Supplied data Block Start

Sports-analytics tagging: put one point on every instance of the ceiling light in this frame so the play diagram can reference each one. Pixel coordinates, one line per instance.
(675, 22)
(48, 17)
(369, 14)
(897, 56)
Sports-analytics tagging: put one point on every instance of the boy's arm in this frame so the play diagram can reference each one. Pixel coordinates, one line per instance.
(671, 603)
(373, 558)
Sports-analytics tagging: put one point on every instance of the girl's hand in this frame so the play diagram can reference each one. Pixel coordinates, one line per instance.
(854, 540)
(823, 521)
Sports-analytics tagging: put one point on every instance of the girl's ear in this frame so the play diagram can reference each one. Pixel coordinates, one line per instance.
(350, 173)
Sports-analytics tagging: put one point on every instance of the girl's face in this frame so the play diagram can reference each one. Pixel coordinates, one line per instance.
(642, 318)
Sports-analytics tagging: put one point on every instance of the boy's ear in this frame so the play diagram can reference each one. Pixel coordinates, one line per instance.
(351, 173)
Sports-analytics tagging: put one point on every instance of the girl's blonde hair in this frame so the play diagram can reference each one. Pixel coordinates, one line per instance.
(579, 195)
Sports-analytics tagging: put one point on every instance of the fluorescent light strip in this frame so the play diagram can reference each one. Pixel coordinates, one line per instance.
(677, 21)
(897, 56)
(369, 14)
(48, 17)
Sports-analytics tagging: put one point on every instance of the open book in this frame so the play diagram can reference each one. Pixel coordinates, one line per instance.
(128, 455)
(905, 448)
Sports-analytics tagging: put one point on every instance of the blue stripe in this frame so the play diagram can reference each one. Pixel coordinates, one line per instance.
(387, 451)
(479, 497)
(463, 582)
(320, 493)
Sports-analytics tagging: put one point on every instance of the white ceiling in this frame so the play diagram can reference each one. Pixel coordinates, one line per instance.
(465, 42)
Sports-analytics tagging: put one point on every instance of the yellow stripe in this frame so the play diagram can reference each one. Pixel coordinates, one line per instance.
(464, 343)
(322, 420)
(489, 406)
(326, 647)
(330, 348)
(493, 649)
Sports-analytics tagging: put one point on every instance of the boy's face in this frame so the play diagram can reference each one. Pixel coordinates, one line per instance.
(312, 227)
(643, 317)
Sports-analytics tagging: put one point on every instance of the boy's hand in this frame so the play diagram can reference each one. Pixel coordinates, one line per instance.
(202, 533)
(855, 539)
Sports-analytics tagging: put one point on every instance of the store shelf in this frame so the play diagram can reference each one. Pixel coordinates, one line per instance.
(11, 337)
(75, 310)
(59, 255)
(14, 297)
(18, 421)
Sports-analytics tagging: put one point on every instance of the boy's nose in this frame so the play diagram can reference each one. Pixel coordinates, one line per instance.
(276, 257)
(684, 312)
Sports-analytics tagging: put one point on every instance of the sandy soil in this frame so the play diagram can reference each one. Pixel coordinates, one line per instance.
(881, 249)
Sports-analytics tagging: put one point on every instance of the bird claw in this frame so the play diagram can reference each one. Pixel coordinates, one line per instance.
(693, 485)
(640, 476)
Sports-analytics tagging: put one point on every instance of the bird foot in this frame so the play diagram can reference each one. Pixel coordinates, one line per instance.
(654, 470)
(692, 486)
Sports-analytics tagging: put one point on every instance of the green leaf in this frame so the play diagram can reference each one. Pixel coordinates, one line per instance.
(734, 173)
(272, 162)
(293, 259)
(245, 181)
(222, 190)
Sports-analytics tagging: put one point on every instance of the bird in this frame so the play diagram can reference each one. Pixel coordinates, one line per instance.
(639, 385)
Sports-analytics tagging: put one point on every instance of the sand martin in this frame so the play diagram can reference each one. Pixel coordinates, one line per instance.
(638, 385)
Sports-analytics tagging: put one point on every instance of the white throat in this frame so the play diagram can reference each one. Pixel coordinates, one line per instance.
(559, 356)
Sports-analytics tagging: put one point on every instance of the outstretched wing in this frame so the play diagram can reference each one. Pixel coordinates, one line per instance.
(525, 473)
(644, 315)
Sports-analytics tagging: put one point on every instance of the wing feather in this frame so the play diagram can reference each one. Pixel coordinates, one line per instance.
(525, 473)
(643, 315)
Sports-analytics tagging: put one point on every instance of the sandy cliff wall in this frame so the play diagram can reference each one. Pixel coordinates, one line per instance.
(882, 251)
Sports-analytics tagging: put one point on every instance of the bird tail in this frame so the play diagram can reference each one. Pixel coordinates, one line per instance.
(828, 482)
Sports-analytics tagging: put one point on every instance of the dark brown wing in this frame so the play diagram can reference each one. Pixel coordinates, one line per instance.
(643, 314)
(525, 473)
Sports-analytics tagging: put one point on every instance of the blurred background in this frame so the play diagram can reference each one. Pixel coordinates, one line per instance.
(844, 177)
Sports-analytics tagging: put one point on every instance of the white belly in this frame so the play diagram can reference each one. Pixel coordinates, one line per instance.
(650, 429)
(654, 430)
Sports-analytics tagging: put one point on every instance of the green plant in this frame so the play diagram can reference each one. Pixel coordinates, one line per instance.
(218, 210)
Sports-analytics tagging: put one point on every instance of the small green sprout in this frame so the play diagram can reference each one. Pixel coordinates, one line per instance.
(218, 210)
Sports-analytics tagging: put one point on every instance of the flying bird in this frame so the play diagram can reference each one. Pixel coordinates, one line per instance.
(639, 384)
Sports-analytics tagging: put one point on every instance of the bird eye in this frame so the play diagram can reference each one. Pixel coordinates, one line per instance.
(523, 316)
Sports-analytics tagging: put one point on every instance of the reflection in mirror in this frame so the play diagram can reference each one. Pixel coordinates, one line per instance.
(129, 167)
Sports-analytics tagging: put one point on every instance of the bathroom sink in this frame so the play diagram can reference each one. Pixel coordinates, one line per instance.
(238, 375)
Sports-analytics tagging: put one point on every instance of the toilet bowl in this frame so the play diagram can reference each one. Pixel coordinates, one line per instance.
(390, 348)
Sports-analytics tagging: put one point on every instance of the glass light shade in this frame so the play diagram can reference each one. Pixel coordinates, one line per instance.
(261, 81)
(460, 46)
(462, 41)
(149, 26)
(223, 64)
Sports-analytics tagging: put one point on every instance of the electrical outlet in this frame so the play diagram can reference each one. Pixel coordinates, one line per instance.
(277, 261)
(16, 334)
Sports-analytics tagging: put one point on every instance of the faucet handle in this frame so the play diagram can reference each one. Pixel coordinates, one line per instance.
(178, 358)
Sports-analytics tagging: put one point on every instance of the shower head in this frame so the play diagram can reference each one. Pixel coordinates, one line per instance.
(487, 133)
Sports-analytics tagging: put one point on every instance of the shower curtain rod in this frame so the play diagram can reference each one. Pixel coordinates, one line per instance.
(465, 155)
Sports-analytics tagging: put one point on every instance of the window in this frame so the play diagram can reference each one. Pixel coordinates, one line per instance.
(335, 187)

Supplied data Block End

### [What this task involves]
Go through the records and set every one down exactly.

### [Finished exercise]
Sports-analytics tagging: put one point on every instance of the ceiling light in this frame so the play diagram can reference each one. Pixel coordinates, one line per instance.
(675, 22)
(48, 17)
(369, 14)
(897, 56)
Sports-analytics tagging: put one point on every instance of the boy's arm in this frame so the play diagram can reference each one. Pixel coordinates, one line per instance.
(671, 603)
(373, 558)
Sports-analytics tagging: put one point on every instance of the girl's hand in this frame so the play diagram can reference each one. Pixel coordinates, one line per instance.
(854, 540)
(823, 521)
Sports-analytics tagging: put one point on every instance of the girl's ear in this frame so the play diagram can reference each one. Pixel coordinates, one line per instance.
(350, 173)
Sports-analytics tagging: put one point on every instance of the girl's face in this frame so the play diagram can reference each one. Pixel coordinates, one line per instance.
(642, 318)
Sports-analytics tagging: put one point on every instance of the boy's ear in this frame so the play diagram can reference each one. Pixel coordinates, one line per instance.
(351, 173)
Sports-analytics tagging: put one point on every instance of the girl's blonde hair in this frame so the play diagram can reference each one. Pixel coordinates, one line per instance.
(579, 195)
Sports-analytics tagging: put one point on every instance of the fluorescent light strip in this frame so the play diagram can reference each one. Pixel coordinates, one line per instance.
(677, 21)
(897, 56)
(369, 14)
(48, 17)
Sports-analytics tagging: put one point on every instance of the open book in this frame so the play diagram can reference each one. Pixel coordinates, one line per instance.
(128, 455)
(905, 448)
Sports-analytics tagging: put one point on every instance of the blue stripe in this frame so the play diagram can reference each one. Pixel coordinates, one line per instance.
(387, 451)
(479, 497)
(463, 582)
(320, 493)
Sports-analytics tagging: put one point on every instance of the white ceiling in this frame so the play diagram can reference each one. Pixel coordinates, one line per instance.
(465, 42)
Sports-analytics tagging: put one point on every instance of the yellow stripe in this frame so the play diagram can reference each one. Pixel coordinates, one line per instance.
(464, 343)
(322, 420)
(489, 406)
(326, 647)
(330, 348)
(493, 649)
Sports-analytics tagging: put one point on every instance of the boy's face in this frame so the play diagram can reference each one. Pixel coordinates, one line per instance.
(312, 227)
(643, 317)
Sports-analytics tagging: put one point on every instance of the boy's hand in this frame so the play diagram can reference each one. Pixel coordinates, one line per instance.
(202, 533)
(855, 539)
Sports-analytics tagging: put one point on every instance of the store shelf in this frame so the play diagram can reference each one. Pixel coordinates, one line per instance.
(11, 337)
(75, 310)
(59, 255)
(14, 297)
(18, 421)
Sports-analytics tagging: put one point on every instance of the boy's nose in this frame so the play diagram can reference each one. Pixel coordinates, one line per instance.
(276, 257)
(684, 312)
Sports-analytics tagging: put one point on every instance of the sandy soil in this frame so the play diagram can reference each one. Pixel coordinates, one line per instance.
(881, 249)
Sports-analytics tagging: put one point on every instance of the bird claw in this frame so the play diagram can reference each one. Pixel coordinates, one line per instance.
(693, 485)
(640, 476)
Sports-analytics tagging: put one point on every instance of the bird foot in this frame so the play diagram can reference each one. Pixel coordinates, one line per instance.
(654, 470)
(692, 486)
Sports-analytics tagging: put one point on every instance of the green leaf in this frame so the play diagram can reference each one. Pixel coordinates, one line per instance.
(734, 173)
(272, 162)
(293, 259)
(245, 181)
(222, 190)
Sports-analytics tagging: put one point on every instance of the bird in this frame so the play diagram can reference each one. Pixel coordinates, one line per instance.
(639, 385)
Sports-analytics tagging: put one point on every instance of the sand martin in this frame so the play diagram can reference each one. Pixel coordinates, one line per instance.
(638, 385)
Sports-analytics tagging: put one point on every instance of the white throat in this frame so the play diagram can reference each one. Pixel coordinates, one line per instance.
(559, 356)
Sports-analytics tagging: put one point on every instance of the outstretched wing in this frame so the play diagram can reference each one. Pixel coordinates, one line per instance.
(525, 473)
(644, 315)
Sports-analytics tagging: put one point on every instance of the wing feather in this frame so the play diagram can reference each one. Pixel coordinates, one line per instance.
(525, 473)
(643, 315)
Sports-analytics tagging: put one point on every instance of the sandy cliff wall in this frame so the play diagram can reference each one. Pixel coordinates, one line per instance.
(882, 251)
Sports-analytics tagging: put one point on every instance of the bird tail in this frame so the play diagram can reference each one. Pixel coordinates, one line per instance.
(828, 482)
Sports-analytics tagging: put one point on every instance of the dark brown wing in this frame so the play diagram can reference each one. Pixel coordinates, one line per instance.
(643, 314)
(525, 473)
Sports-analytics tagging: put one point on every instance of the blurred background in this frame so the play diagram can reference each one. Pixel coordinates, one line per instance.
(844, 177)
Sports-analytics tagging: put one point on every instance of the white belly in this frame so the play diagram can reference each one. Pixel coordinates, one line per instance.
(650, 429)
(654, 430)
Sports-analytics tagging: put one point on every instance of the green plant in this frame so the play diagram can reference each one. Pixel coordinates, one line per instance.
(218, 210)
Sports-analytics tagging: put one point on every instance of the small green sprout in this frame so the play diagram can reference each one. Pixel coordinates, one line per instance.
(218, 210)
Sports-analytics tagging: put one point on every instance of the flying bird in this frame so the play diagram can reference each one. Pixel coordinates, one line per instance.
(639, 384)
Sports-analytics tagging: put one point on every instance of the bird eye in this frame so the play diagram can reference each one. Pixel coordinates, one line per instance.
(523, 316)
Sports-analytics tagging: put one point on every instance of the reflection in mirror in this frame so the play diagram can reference each one. Pixel coordinates, one line per instance.
(129, 167)
Sports-analytics tagging: put one point on every instance of the bathroom sink in this frame so the play diagram can reference each one. Pixel coordinates, one line per instance.
(238, 375)
Sports-analytics tagging: put one point on every instance of the toilet bowl in this frame so the play diagram can reference each one. Pixel coordinates, one line per instance.
(390, 348)
Sports-analytics tagging: put one point on every instance of the glass light shade in this frame so the play diagram can reference each one. Pixel coordinates, one line per instance.
(261, 81)
(460, 46)
(462, 41)
(149, 26)
(223, 64)
Sports-analytics tagging: put one point on every instance of the electrical outlet in this frame so the play diagram can reference each one. Pixel coordinates, one line per instance.
(277, 261)
(16, 334)
Sports-analytics tagging: put one point on every instance of the faucet handle in this frame so the play diagram can reference each one. Pixel coordinates, one line per instance.
(178, 358)
Sports-analytics tagging: put one point on every instance of the shower head in this frame so the play diagram can reference each one. Pixel coordinates, one line per instance.
(487, 133)
Sports-analytics tagging: put one point on every instance of the shower curtain rod in this frame so the play diagram can reference each one. Pixel coordinates, one line per instance.
(465, 155)
Sports-analytics tagging: put one point on every instance of the window in this frame so the play diagram can reference each one. Pixel coordinates, one line per instance.
(335, 187)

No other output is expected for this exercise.